> _Goal_: Write out the entries, please, from the line containing "I would be grateful if you could tag the eroded" through their final line, exactly and with nothing else.

━━━━━ Exercise data

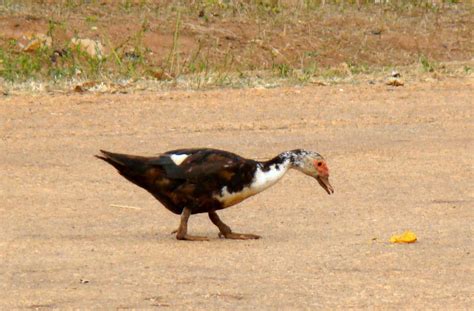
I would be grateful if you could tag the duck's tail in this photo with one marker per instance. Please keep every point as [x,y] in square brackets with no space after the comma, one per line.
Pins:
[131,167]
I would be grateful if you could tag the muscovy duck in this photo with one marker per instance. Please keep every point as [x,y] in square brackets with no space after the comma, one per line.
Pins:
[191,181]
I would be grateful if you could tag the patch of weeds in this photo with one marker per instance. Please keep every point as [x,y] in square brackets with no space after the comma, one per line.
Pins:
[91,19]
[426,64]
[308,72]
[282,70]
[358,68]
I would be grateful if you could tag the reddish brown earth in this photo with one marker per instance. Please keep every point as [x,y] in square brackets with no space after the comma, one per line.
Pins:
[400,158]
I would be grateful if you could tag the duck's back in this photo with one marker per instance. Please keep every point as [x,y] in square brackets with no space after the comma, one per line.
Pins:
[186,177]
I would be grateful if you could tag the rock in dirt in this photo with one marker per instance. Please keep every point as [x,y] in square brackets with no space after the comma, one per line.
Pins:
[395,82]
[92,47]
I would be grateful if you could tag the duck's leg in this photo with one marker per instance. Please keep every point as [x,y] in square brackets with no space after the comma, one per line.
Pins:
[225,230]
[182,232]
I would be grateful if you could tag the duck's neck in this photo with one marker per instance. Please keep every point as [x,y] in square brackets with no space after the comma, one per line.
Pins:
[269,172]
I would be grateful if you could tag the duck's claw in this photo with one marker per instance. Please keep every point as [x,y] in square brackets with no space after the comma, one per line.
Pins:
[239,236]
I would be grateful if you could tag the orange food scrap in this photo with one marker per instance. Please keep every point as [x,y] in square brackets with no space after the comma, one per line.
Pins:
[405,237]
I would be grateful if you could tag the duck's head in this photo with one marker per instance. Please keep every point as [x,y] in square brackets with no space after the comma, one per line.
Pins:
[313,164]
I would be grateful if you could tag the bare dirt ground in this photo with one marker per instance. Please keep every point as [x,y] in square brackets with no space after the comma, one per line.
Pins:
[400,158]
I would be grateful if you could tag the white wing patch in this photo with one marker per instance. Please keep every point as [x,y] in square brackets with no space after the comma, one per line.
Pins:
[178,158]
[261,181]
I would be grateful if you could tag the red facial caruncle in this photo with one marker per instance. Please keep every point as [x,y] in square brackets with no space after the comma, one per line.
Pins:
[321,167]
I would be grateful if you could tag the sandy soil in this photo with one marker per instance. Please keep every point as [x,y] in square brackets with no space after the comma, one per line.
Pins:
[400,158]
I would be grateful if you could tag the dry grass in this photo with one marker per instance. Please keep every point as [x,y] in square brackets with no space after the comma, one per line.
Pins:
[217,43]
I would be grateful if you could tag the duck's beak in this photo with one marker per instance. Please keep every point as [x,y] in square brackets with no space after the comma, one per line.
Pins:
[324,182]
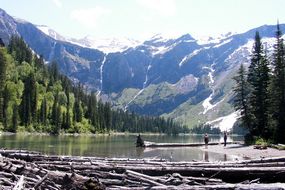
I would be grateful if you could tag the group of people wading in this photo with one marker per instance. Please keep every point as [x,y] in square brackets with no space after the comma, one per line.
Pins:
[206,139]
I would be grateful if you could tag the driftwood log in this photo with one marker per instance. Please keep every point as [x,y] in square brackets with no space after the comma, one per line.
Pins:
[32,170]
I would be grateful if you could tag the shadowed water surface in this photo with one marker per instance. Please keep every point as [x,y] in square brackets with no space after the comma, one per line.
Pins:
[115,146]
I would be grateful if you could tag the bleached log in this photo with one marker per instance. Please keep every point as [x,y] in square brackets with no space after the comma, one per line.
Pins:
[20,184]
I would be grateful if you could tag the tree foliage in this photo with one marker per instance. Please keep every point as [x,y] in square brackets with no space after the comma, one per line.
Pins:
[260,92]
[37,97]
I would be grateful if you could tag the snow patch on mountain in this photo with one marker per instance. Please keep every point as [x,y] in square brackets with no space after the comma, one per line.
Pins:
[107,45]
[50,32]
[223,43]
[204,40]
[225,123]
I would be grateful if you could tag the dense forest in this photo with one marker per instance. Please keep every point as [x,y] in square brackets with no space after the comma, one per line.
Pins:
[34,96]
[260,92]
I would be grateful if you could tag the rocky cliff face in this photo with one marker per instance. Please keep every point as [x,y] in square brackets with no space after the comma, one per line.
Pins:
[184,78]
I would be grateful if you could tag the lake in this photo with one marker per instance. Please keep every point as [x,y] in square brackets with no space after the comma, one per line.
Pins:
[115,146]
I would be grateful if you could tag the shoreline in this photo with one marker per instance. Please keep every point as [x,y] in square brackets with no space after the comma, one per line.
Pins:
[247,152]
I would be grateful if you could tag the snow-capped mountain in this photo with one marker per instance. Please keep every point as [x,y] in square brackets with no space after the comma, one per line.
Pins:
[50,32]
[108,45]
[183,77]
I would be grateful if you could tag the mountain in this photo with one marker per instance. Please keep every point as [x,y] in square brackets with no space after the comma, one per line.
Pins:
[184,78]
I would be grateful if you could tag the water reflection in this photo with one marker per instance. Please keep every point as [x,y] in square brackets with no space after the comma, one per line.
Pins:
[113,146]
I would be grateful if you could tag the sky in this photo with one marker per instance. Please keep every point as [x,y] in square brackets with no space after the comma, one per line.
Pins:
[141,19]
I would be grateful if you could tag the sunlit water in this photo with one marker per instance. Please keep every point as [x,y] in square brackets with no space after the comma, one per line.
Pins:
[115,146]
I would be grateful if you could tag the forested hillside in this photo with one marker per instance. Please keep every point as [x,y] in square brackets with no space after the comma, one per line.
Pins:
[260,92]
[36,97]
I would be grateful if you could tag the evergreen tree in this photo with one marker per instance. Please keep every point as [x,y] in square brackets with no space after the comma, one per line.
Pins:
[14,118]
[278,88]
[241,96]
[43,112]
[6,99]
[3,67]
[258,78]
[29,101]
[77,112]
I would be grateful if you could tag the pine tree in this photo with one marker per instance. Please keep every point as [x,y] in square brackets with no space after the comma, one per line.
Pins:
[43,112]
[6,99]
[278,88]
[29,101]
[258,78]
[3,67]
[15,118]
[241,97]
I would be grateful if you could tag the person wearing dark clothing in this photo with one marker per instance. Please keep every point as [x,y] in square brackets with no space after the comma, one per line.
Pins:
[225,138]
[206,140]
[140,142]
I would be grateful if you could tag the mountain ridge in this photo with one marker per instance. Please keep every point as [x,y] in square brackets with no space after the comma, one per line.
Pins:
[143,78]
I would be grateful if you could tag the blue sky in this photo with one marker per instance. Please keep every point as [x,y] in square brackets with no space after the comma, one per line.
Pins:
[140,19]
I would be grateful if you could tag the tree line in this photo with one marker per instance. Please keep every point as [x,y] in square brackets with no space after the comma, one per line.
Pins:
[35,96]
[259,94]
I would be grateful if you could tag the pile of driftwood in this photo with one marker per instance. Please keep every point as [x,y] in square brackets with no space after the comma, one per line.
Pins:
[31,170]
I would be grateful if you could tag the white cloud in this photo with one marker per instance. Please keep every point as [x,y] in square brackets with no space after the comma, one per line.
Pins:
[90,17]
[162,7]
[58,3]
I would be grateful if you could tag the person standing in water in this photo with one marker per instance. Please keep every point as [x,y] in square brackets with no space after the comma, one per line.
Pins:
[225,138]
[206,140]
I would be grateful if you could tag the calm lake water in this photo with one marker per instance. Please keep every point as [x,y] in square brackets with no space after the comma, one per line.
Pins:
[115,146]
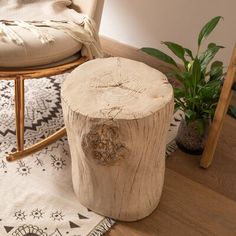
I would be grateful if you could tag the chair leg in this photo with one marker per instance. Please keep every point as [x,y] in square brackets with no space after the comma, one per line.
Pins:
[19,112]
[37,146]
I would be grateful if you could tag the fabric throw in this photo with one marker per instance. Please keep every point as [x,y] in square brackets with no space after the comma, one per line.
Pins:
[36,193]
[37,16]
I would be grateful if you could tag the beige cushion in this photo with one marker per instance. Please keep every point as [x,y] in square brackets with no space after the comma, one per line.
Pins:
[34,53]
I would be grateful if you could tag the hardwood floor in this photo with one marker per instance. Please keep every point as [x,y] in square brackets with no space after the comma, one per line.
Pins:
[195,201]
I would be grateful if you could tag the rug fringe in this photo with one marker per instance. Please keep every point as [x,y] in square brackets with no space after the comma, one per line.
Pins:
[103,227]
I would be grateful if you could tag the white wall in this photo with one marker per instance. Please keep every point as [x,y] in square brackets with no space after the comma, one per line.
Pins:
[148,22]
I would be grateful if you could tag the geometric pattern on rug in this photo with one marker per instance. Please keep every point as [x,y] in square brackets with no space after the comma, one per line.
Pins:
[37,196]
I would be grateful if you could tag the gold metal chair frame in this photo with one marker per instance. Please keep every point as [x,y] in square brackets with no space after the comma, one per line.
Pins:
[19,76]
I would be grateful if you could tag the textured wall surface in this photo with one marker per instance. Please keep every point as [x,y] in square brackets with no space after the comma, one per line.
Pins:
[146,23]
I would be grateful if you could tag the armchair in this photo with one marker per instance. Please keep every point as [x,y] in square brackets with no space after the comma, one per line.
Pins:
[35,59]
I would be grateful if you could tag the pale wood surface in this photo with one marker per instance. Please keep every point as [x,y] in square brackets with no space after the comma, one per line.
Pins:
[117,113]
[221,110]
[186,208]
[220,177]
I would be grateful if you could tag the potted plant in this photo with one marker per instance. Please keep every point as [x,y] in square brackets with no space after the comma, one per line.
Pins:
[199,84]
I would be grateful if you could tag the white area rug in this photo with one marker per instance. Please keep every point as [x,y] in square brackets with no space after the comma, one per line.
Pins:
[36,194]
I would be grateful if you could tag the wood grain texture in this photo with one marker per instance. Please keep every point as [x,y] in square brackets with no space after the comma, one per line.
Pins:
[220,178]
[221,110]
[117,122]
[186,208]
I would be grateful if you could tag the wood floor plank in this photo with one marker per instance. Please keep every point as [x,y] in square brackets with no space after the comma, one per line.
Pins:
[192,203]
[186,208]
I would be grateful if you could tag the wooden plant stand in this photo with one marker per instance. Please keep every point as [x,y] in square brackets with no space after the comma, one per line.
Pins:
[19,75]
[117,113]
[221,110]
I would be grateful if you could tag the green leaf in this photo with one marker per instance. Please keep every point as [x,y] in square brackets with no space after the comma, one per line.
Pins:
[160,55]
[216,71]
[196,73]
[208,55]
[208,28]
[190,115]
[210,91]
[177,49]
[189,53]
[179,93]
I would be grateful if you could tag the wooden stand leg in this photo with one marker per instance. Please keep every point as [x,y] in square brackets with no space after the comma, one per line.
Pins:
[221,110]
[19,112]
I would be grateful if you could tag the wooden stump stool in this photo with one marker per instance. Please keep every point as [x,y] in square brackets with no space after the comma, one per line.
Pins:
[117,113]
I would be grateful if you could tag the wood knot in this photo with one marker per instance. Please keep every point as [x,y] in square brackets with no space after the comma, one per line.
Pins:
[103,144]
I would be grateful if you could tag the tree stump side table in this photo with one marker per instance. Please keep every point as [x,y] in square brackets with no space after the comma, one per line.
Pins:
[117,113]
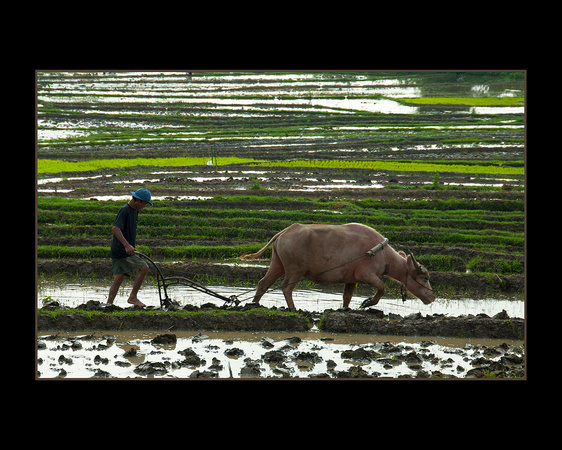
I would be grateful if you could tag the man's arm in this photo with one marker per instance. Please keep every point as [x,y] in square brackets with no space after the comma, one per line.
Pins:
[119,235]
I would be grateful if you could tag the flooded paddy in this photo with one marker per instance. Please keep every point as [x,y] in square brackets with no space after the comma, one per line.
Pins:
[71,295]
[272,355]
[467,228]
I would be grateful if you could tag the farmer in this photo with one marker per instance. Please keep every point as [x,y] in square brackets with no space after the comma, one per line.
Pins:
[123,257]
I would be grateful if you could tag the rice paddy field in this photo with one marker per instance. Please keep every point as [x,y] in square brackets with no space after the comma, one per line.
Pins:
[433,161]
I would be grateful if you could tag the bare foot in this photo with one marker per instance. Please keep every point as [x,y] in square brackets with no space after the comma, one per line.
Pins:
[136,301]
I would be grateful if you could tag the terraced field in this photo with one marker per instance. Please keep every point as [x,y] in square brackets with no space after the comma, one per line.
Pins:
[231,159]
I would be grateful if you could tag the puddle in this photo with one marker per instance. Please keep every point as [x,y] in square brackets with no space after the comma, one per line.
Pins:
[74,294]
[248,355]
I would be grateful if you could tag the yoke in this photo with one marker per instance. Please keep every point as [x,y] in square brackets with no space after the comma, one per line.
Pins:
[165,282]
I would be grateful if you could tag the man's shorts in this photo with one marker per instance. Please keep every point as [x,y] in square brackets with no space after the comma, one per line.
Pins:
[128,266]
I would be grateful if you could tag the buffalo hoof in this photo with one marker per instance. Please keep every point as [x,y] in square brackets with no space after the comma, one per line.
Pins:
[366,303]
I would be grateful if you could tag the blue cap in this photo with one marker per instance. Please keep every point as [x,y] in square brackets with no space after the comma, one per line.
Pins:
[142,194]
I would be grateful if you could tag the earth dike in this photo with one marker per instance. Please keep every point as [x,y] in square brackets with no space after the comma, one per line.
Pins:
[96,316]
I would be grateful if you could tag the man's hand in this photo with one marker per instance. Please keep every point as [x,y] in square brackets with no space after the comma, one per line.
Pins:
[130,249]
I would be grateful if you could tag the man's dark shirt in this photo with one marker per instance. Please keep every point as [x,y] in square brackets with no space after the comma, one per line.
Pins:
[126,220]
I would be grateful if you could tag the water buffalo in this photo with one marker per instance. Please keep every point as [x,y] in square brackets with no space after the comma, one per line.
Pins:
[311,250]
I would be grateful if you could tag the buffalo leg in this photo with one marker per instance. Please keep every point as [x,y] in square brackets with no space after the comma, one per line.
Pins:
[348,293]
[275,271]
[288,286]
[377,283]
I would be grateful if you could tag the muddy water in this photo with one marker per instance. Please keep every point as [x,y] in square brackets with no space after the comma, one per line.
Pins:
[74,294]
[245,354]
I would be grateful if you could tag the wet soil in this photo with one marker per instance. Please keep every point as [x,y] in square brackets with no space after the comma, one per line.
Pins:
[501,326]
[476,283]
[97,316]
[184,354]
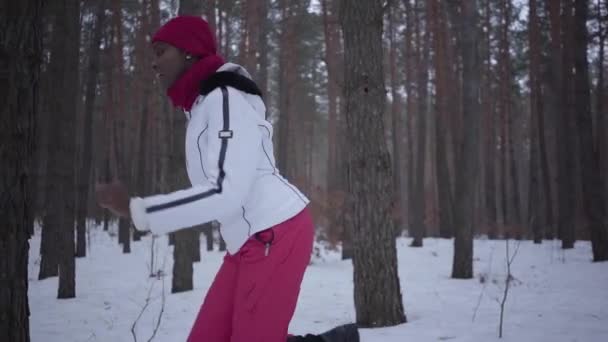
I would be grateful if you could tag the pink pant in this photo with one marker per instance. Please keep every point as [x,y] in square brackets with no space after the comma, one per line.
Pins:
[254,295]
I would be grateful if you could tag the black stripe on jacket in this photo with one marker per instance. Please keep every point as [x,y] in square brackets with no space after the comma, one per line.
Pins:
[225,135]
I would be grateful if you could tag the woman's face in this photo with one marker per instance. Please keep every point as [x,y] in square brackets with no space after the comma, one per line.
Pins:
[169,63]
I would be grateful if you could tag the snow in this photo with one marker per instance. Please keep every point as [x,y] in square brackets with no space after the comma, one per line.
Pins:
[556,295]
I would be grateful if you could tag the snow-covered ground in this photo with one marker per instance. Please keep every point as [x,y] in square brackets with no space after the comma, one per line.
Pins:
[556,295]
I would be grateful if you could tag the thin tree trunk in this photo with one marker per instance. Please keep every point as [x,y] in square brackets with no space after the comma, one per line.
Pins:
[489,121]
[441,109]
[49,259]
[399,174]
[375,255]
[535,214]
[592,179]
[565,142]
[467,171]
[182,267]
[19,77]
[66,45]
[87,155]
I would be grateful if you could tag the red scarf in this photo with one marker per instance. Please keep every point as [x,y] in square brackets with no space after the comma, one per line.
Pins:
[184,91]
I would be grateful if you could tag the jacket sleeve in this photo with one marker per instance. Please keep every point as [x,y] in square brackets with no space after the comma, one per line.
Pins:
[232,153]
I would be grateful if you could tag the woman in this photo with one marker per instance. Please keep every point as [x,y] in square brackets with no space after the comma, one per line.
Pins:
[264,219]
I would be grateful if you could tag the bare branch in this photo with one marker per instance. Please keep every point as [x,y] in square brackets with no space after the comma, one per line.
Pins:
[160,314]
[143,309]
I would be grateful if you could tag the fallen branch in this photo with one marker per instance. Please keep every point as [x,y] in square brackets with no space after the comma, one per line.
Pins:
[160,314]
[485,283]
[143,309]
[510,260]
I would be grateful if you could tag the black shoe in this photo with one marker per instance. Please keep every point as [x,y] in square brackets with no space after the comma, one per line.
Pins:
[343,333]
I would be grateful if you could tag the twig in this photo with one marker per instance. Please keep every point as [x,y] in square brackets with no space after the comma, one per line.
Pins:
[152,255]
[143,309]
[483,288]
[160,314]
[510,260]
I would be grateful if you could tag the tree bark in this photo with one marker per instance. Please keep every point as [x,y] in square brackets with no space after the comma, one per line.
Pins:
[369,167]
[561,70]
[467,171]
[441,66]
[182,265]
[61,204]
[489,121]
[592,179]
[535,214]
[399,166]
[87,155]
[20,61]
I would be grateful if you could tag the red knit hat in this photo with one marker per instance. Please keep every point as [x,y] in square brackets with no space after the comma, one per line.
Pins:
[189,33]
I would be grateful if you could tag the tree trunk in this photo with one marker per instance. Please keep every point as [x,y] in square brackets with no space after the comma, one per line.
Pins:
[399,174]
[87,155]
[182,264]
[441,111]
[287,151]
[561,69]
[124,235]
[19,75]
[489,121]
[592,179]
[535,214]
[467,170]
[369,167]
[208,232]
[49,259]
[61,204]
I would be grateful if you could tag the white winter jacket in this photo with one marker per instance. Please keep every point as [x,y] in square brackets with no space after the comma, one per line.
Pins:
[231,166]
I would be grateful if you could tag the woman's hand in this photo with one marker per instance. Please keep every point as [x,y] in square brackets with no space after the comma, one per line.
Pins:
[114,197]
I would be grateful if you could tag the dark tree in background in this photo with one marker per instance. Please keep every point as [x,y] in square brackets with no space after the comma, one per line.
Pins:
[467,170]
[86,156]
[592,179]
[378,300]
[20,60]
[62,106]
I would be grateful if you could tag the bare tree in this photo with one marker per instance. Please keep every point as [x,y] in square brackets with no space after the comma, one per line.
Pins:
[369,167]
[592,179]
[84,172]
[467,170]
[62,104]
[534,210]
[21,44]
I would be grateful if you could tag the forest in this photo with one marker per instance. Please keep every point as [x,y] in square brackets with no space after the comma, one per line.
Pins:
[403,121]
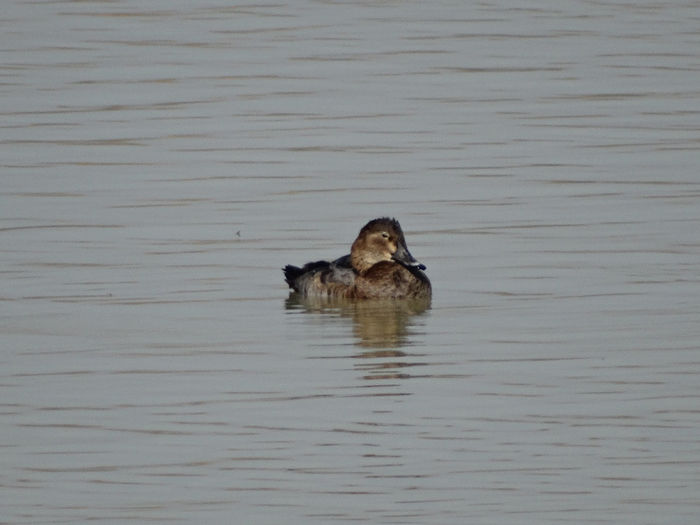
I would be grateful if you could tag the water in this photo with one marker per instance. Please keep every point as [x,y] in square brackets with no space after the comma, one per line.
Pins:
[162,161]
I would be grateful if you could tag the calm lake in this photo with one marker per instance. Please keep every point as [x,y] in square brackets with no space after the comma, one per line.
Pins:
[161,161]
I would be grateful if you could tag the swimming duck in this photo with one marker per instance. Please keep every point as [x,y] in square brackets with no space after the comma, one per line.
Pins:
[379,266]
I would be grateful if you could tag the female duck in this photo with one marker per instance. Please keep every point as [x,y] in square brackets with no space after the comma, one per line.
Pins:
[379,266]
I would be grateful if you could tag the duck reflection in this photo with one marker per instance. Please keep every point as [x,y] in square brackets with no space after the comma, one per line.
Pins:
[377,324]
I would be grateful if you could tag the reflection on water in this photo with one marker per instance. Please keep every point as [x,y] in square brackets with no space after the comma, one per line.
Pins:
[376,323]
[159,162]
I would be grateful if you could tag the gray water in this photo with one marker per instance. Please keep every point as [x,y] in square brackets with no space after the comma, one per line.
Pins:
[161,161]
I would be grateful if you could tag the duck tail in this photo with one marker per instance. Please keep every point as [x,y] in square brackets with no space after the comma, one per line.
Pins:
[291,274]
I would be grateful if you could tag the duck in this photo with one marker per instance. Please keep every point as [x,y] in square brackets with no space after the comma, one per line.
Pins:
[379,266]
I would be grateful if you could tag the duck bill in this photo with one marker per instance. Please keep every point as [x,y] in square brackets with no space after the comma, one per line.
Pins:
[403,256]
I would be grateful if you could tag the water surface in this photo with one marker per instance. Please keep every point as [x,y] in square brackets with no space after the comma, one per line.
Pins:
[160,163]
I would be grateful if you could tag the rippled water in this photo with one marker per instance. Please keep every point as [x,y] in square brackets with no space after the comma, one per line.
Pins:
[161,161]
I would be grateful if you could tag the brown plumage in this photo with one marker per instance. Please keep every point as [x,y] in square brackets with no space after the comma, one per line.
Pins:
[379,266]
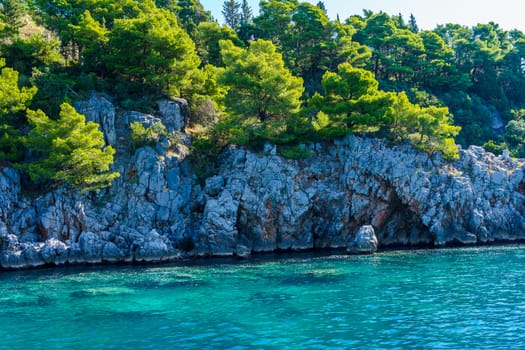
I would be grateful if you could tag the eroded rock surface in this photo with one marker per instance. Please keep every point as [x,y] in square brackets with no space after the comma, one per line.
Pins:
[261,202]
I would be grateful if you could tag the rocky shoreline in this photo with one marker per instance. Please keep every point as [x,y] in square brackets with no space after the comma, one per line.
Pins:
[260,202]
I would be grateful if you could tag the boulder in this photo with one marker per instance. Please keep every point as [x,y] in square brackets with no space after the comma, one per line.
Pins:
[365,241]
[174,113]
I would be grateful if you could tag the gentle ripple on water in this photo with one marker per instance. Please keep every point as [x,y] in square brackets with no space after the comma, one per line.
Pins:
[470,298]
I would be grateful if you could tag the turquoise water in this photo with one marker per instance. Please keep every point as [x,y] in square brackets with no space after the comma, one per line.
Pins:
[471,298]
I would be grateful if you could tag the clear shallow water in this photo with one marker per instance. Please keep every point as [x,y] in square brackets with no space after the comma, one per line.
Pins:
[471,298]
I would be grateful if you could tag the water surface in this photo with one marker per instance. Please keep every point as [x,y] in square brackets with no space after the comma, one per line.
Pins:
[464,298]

━━━━━━━━━━

> _Response to this exercise_:
I would be grateful if you could tag the eroded rock surface in this photo with one marker per instance. Please keep every point as [x,y] in square brackets with no space after the comma, one per line.
Pins:
[261,202]
I would be grateful if you could tag the rocky shoreline in this photo with one marker per instance. Please keep every point as [x,y] in square brackets with no space after the comma, one per line.
Pins:
[260,202]
I would be grateful if you could tag the boulder in this photo with one marker per instance. Please keep every point as [x,y] in square brackets with no space after the comma, one per line.
Pins:
[365,241]
[174,113]
I would be grateful if you could tag the gentle ripple on water in this photo with one marker per instance. Please keep every point as [x,y] in square brackets with no space after the comma, one per line.
Pins:
[470,298]
I would be grateful if you could tag the turquoise water in this photo with one marker per instance. Please keep every point as [x,y] in square brackets with no space after the comma, one per line.
Pins:
[471,298]
I would be grateful if you could tag the clear shallow water in this photo with one marker per instance. Please keep every point as [x,y] in square brackets with no space after the comma, one per line.
Pins:
[471,298]
I would be grateful if you could tag the water surface in this photo with one marker per instance. Please keep every point as [x,y] in square brackets with no space after the comma, one per line.
Pins:
[464,298]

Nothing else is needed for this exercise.